> _Task inputs_
________________________________________

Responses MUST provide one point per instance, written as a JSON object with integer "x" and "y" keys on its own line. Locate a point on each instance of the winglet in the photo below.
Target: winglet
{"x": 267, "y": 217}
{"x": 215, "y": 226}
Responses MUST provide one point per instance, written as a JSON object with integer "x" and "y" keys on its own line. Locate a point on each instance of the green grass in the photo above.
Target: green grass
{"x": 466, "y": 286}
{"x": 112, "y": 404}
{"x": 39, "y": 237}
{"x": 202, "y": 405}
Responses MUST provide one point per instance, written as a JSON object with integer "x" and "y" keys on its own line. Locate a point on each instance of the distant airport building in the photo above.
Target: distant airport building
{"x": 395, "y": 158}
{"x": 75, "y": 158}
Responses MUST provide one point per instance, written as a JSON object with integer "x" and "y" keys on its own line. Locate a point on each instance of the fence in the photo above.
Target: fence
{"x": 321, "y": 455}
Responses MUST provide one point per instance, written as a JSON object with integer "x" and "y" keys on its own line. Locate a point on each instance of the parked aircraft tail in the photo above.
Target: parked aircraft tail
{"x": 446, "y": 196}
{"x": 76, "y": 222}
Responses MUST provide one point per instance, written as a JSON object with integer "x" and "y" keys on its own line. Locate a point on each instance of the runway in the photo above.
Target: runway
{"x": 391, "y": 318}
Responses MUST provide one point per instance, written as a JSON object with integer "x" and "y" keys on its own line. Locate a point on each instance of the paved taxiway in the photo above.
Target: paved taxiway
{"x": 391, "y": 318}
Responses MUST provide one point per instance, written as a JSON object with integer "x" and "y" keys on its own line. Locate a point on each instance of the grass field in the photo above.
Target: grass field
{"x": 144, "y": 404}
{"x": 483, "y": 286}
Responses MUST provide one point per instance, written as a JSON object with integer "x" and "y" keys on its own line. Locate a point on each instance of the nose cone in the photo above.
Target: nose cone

________________________________________

The entries above must be returned in full, exactly as shown.

Responses MUST provide one point per instance, written as a JSON object with integer "x" and "y" keys on its own line. Locate a point on each instance of the winglet in the photo below.
Target: winglet
{"x": 267, "y": 217}
{"x": 215, "y": 226}
Responses MUST provide one point per instance, written as a JSON object with integer "x" and "y" keys on its own line. Locate a point on each instance of the green grass in the photo above.
Target: green grass
{"x": 466, "y": 286}
{"x": 112, "y": 404}
{"x": 39, "y": 237}
{"x": 202, "y": 405}
Responses MUST provide one point per instance, written as a JSON object with integer "x" and "y" keys on its own line. Locate a point on each instance of the distant airport building in the photo above.
Target: distant airport building
{"x": 395, "y": 158}
{"x": 75, "y": 158}
Responses MUST provide one point per instance, written as a JSON object with integer "x" and "y" keys on its own line. Locate a point on each instance of the fence in the photo above.
Target: fence
{"x": 321, "y": 455}
Responses MUST provide one point per instance, written as a JSON object with integer "x" and "y" keys on its own line. Locate a point on each instance of the parked aircraft tail in the photo above.
Target: parked aircraft tail
{"x": 446, "y": 196}
{"x": 76, "y": 222}
Responses MUST provide one point per instance, written as a JSON object with integer "x" and "y" keys on its own line. Locate a point on each instance of the runway in the photo above.
Target: runway
{"x": 391, "y": 318}
Responses MUST provide one point per instance, written as a JSON object with integer "x" and "y" keys on its own line. Locate a point on each instance of the paved taxiway in the photo above.
Target: paved taxiway
{"x": 391, "y": 318}
Responses MUST provide one point per instance, written as a JSON object with integer "x" and "y" keys on its own line. Locate a point on each instance of the grass field in the photo above.
Target: grass field
{"x": 144, "y": 404}
{"x": 483, "y": 286}
Responses MUST provide one point per instance, written as a JSON object with integer "x" and "y" keys on its own line. Locate a point on each instance of the nose cone in the photo above.
Target: nose cone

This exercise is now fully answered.